### WHAT IS NEEDED:
Look in the data below for the line that contains "Pinpoint each overcast". Copy that line and the remaining lines exactly.

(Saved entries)
'''
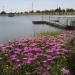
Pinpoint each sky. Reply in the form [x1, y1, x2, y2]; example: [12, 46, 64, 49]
[0, 0, 75, 12]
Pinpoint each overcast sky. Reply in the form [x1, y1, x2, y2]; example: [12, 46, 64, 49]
[0, 0, 75, 12]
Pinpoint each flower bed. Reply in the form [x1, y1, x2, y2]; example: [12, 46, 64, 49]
[0, 31, 74, 75]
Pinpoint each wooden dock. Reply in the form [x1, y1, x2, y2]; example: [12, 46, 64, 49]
[32, 21, 75, 30]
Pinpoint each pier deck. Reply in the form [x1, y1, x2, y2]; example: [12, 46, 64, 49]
[32, 21, 75, 30]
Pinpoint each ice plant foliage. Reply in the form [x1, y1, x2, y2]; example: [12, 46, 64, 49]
[0, 31, 75, 75]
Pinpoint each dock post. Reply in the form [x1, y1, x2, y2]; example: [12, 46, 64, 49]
[49, 16, 50, 22]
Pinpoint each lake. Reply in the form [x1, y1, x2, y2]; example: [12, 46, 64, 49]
[0, 15, 74, 43]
'''
### RESULT OF THIS EXERCISE:
Pinpoint each overcast sky. Reply in the form [x1, y1, x2, y2]; example: [12, 46, 64, 49]
[0, 0, 75, 12]
Pinpoint each flower bed. Reply in the form [x1, y1, x2, y2]; example: [12, 46, 64, 49]
[0, 31, 74, 75]
Pinpoint each wooden dock. Reply in the form [x1, y1, x2, y2]; example: [12, 46, 64, 49]
[32, 21, 75, 30]
Pinpoint each pier deck. Reply in the form [x1, y1, x2, y2]; example: [12, 46, 64, 49]
[32, 21, 75, 30]
Pinpoint each ice plant foliage. Reply in the form [x1, y1, x2, y2]; example: [12, 46, 64, 49]
[0, 31, 75, 75]
Pinpoint each dock post. Reply in the form [x1, y1, x2, y2]; example: [12, 46, 64, 49]
[49, 16, 50, 22]
Pinpoint each lake. Reply in the form [x1, y1, x2, y2]; example: [12, 46, 64, 49]
[0, 15, 74, 43]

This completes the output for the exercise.